**** Record extracts

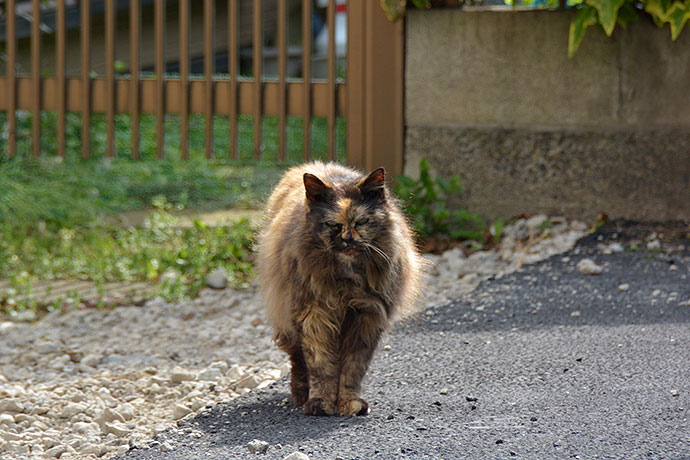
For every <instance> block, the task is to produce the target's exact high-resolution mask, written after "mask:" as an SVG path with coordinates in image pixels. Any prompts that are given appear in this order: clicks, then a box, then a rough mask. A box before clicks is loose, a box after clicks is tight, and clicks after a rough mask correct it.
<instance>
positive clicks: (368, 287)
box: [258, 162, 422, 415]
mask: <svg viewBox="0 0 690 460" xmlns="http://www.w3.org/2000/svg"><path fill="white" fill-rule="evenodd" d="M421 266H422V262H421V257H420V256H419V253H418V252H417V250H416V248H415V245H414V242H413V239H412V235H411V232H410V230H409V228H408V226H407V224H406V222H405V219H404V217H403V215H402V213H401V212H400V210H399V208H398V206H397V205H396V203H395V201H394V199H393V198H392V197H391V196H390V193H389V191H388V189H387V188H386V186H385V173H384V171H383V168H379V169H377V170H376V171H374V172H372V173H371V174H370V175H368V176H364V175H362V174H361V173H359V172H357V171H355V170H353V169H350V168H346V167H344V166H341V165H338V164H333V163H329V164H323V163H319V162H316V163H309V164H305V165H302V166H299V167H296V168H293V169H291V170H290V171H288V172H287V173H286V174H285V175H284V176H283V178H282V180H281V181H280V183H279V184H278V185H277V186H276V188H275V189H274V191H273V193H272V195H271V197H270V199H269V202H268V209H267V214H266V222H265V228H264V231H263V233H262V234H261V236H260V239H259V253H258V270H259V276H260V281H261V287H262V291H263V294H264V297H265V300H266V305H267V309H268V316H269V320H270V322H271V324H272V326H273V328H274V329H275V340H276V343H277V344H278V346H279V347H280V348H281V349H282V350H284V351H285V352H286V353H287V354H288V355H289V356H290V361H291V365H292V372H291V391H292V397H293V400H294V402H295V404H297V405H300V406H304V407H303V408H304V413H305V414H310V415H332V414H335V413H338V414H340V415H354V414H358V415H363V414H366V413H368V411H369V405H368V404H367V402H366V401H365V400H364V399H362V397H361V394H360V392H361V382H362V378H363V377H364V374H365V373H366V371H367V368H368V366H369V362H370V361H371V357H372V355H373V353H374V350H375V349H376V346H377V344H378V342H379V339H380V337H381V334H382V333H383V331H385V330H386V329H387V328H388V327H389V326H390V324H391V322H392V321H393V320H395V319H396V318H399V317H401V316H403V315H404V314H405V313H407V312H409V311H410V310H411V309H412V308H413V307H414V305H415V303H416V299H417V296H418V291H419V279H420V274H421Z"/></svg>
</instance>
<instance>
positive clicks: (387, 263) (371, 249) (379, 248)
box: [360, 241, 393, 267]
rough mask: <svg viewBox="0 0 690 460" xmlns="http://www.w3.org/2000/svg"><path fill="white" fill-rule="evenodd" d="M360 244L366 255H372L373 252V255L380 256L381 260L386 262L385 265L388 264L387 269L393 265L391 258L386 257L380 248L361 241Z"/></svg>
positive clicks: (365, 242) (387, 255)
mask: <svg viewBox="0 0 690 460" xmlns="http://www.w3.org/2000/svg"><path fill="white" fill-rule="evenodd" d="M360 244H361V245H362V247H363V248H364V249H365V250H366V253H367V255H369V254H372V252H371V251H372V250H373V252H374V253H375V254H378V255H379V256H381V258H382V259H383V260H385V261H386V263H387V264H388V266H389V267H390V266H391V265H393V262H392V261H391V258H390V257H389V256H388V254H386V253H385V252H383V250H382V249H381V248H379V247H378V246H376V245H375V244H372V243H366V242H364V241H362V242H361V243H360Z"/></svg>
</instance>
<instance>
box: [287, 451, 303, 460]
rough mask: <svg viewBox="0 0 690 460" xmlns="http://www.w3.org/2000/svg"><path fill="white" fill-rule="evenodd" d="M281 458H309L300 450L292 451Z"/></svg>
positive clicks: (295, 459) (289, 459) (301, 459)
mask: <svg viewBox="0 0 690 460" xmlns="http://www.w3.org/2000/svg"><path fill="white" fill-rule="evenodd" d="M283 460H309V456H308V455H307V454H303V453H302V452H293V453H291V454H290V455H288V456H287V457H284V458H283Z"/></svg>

********
**** Record extracts

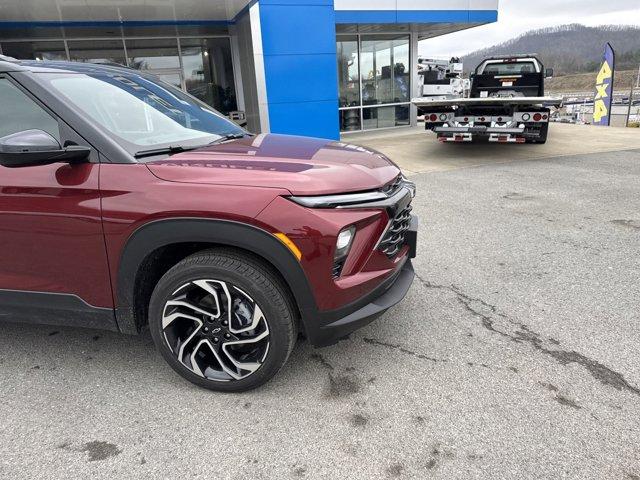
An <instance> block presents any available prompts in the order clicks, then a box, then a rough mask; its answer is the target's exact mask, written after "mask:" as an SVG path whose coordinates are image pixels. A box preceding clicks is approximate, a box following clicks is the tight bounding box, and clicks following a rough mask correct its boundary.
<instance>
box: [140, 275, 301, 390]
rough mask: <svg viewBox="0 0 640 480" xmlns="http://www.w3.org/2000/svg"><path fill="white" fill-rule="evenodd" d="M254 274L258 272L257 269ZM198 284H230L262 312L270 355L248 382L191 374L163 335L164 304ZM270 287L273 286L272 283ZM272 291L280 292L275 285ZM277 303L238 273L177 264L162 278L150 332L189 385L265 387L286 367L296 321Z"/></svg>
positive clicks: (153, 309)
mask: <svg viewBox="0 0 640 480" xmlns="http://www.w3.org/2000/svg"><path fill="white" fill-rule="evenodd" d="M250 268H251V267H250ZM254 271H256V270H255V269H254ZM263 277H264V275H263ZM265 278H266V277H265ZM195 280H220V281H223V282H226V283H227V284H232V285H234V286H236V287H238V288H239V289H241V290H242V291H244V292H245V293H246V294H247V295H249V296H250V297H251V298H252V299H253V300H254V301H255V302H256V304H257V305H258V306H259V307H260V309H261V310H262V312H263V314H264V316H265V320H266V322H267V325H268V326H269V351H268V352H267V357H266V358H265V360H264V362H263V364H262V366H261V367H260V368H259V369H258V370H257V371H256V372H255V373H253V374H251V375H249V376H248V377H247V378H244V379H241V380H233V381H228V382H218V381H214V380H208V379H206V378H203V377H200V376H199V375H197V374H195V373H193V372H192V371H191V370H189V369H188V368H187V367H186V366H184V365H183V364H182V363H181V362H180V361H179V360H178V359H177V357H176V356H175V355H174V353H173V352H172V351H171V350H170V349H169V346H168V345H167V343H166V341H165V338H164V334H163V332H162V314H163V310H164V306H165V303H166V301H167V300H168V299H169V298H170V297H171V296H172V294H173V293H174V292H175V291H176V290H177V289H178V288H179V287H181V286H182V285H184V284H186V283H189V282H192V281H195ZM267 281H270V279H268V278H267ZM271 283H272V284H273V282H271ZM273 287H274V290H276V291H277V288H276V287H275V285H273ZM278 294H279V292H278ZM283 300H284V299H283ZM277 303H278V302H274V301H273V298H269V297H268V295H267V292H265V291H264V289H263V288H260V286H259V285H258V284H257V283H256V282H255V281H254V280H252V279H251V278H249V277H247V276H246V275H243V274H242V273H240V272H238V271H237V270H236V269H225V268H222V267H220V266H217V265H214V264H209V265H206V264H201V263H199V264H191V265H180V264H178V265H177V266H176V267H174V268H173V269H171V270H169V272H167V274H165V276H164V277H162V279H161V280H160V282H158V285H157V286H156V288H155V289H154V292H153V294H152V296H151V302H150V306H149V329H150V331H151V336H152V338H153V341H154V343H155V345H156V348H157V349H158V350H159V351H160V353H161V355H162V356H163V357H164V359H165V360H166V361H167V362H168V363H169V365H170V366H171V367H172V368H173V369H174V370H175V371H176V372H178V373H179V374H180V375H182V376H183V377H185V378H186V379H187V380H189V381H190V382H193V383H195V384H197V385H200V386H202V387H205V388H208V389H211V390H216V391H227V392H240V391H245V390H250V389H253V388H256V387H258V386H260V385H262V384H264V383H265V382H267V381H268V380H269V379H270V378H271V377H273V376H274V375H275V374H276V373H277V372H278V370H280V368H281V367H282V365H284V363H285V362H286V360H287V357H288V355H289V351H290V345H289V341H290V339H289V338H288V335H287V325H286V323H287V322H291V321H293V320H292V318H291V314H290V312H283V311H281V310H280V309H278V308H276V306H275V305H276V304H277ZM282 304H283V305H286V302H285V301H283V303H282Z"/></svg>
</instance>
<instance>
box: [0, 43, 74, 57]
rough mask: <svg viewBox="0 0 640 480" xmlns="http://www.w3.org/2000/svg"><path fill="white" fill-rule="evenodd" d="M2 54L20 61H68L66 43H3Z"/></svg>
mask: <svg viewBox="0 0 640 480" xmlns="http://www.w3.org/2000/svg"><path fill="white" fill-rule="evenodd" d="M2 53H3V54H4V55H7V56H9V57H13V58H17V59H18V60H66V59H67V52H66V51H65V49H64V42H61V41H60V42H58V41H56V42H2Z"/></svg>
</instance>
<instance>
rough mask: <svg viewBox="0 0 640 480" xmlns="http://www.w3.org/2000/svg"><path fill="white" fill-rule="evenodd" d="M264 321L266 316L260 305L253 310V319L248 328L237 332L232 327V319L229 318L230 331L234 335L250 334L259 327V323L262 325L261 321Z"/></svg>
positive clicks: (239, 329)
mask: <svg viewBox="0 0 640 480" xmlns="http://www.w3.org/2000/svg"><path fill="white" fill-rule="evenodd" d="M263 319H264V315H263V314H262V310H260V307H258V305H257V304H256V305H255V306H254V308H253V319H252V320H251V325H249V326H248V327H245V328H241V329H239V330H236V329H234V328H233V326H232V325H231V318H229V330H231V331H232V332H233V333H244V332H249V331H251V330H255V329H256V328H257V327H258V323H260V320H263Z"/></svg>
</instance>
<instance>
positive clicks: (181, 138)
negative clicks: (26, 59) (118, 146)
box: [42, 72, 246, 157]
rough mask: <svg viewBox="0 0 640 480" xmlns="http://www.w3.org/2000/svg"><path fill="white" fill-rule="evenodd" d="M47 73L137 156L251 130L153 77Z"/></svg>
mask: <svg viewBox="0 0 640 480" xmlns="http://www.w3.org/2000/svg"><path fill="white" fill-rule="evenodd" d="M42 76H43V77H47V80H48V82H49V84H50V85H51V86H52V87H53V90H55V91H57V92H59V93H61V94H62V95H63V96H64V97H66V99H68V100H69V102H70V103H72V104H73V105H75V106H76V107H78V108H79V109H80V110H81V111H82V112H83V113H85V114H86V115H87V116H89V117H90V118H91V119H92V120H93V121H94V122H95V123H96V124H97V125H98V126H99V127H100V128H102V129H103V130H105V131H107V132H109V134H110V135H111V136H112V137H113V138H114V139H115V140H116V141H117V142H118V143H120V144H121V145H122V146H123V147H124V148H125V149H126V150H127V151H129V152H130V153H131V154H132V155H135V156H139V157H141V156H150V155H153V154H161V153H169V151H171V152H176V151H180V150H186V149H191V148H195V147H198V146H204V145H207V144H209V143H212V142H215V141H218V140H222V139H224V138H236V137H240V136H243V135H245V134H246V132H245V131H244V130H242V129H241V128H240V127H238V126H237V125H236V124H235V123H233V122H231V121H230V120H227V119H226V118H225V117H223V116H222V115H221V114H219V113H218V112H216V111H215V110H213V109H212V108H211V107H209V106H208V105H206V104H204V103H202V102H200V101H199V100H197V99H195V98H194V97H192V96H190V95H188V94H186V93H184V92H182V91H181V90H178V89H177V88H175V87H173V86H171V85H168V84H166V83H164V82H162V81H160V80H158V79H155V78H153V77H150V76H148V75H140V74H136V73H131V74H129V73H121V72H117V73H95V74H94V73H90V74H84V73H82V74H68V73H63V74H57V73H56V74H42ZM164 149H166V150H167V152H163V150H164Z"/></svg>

********

The records are given above. Copy each line in them that holds "then".

For every <instance> block, the task is to produce the target's exact high-resolution mask, written after "mask:" as an SVG path with coordinates in image pixels. Any prompts that are given appear in this order: clicks, then a box, then a rough mask. A box before clicks is loose, a box after clicks is tight, and clicks after a rough mask correct it.
An <instance> block presents any available prompts in the order clicks, then a box, then a rough mask; its answer is the target's exact mask, written after "mask:" as an SVG path whose coordinates are image pixels. A box preceding clicks is approximate, a box following clicks is the tight bounding box, and clicks following a rough mask correct its boundary.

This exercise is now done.